◆ EXCERPT ◆
************

Genesis 2-3: Adam and Original Sin



I wrote a post a while back on Adam and the significance of his character in biblical history. In this post, I want to go a little bit deeper into who Adam is. I was reading a book a while back entitled Four Views on the Historical Adam. To some, a book like this may be crazy. Many may see Adam as a necessary being for the Bible to function properly as a whole. However, I would make the claim otherwise. One of the contributors to this book, Denis Lamoureux, argued for a non-historical Adam. In the book, he makes a very profound statement:


“Adam [and Eve] never existed, and this fact has no impact whatsoever on the foundational beliefs of Christianity.”


Now, I am unwilling to make this much of a profound statement. Why? Because I am unsure if I agree with the first part of it. Now, let me phrase it how I would:


“Adam [and Eve] may have never existed, but regardless of whether they did or not, this has no impact whatsoever on the foundational beliefs of Christianity.”


Now, do I think Adam existed? I would argue that the question is completely irrelevant. It’s not a question I’m even willing to answer. The reason why is because the truth of Adam’s function does not hinge on his historicity.


In my last post on Genesis 1, I wrote about the purpose of the creation story was not to give an account of material origins, but rather an account of functional origins. Carry that over into Genesis 2. Now, the focus in this chapter is on humanity. God creates man for the purpose of giving him a function. The Hebrew word, “man”, literally means “Adam.” (This just happens to be a strange coincidence that the Hebrew word for “man” is also an english name.) I would propose that Adam is simply a representation of mankind as a whole. The function of Genesis 2 is to give man a purpose on this earth. God created us to thrive on this earth in perfect harmony with his creation, but, as Genesis 3 points out, we messed up and sinned against God. The focus is not a woman eating from a tree because a snake told her to. The focus is on the fact that humankind is sinful and we disobeyed God.

************

◆ WORK INSTRUCTION 1 ◆
Retype the passage from the post on Adam and original sin, starting at "In my last post" and ending at "we disobeyed God.".
◆ WORK INSTRUCTION 2 ◆
In the post on Adam and original sin, which contributor to the book argued for a non-historical Adam?

************

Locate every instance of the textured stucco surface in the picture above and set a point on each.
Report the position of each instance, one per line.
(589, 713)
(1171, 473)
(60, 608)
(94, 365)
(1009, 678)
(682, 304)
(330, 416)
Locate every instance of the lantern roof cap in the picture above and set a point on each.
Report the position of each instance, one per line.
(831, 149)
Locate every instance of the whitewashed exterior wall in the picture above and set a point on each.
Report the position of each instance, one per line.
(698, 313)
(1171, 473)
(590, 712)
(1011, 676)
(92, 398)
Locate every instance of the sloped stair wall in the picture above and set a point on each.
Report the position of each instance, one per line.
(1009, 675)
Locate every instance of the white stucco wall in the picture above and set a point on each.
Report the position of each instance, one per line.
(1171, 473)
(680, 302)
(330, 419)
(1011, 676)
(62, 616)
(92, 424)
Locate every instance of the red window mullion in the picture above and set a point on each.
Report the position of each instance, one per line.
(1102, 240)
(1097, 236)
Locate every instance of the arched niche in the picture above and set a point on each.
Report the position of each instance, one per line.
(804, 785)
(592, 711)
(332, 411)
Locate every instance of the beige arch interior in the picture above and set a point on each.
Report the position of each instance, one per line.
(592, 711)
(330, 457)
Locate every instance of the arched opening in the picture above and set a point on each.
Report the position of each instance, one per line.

************

◆ YOUR SOLUTION 1 ◆
In my last post on Genesis 1, I wrote about the purpose of the creation story was not to give an account of material origins, but rather an account of functional origins. Carry that over into Genesis 2. Now, the focus in this chapter is on humanity. God creates man for the purpose of giving him a function. The Hebrew word, “man”, literally means “Adam.” (This just happens to be a strange coincidence that the Hebrew word for “man” is also an english name.) I would propose that Adam is simply a representation of mankind as a whole. The function of Genesis 2 is to give man a purpose on this earth. God created us to thrive on this earth in perfect harmony with his creation, but, as Genesis 3 points out, we messed up and sinned against God. The focus is not a woman eating from a tree because a snake told her to. The focus is on the fact that humankind is sinful and we disobeyed God.

◆ YOUR SOLUTION 2 ◆
Denis Lamoureux